Trecho do documento =>
Nós, porém, aprendemos desde 2013 que ninguém lutará em nosso lugar. Somos nós, coletivamente, que teremos de enfrentar os monstros que saíram do abismo. Votaremos no número 13 contra o terror.
Mas a convocação é, sobretudo, para a retomada das organizações das classes trabalhadoras e dos movimentos populares, pois somente sua autonomia permitirá sustentar as lutas que se avizinham.
Eleições são um momento. Há urgência aqui e agora. As milícias nas ruas controlando nossos passos e pensamentos são a antessala de um horror ainda mais dramático. Eleger Fernando Haddad é dar o primeiro passo para um longo enfrentamento.
Com a configuração do Congresso, não estamos diante de um governo praticamente selado em seus rumos?
A configuração do Congresso só piorou desde a Constituição de 1988, enquanto o ativismo das diversas burguesias brasileiras e estrangeiras cresceu. Há inúmeros fatores que merecem ser mencionados, a começar pelos financiamentos de campanha fartamente irrigados por empresários, que compraram partidos inteiros, que elegeram seus amigos, à custa de campanhas milionárias e, agora com o controle das verbas públicas, se autofinanciam ou pagam pelas campanhas dos muito ricos. O próprio PT deixou de lado sua militância histórica e aderiu a marqueteiros e às práticas usuais dos dominantes. No atual Congresso de 2018, 48,85% dos eleitos são milionários, como patrimônio superior a R$1 milhão. No Senado, os milionários são 66%.

Exercício => Transcreva do trecho do documento acima a passagem que vai de "Mas a convocação" até "que se avizinham.".

Amostra de dados =>
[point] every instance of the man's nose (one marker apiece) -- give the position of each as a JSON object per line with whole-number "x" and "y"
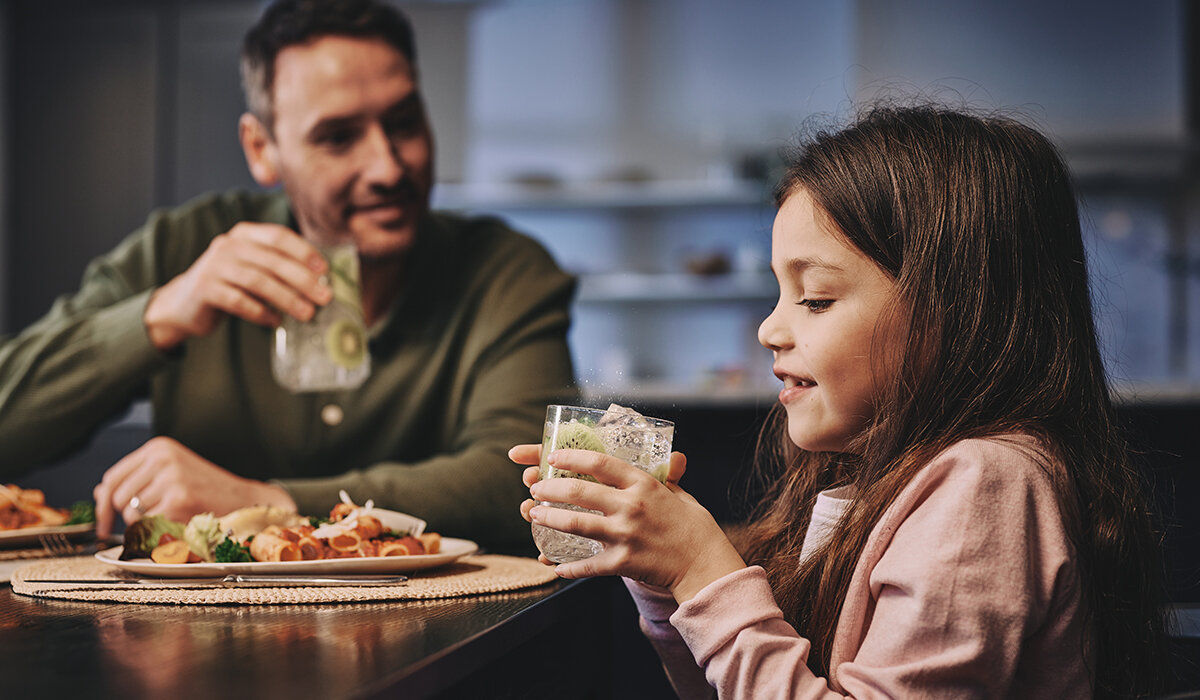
{"x": 382, "y": 159}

Resposta do exercício =>
Mas a convocação é, sobretudo, para a retomada das organizações das classes trabalhadoras e dos movimentos populares, pois somente sua autonomia permitirá sustentar as lutas que se avizinham.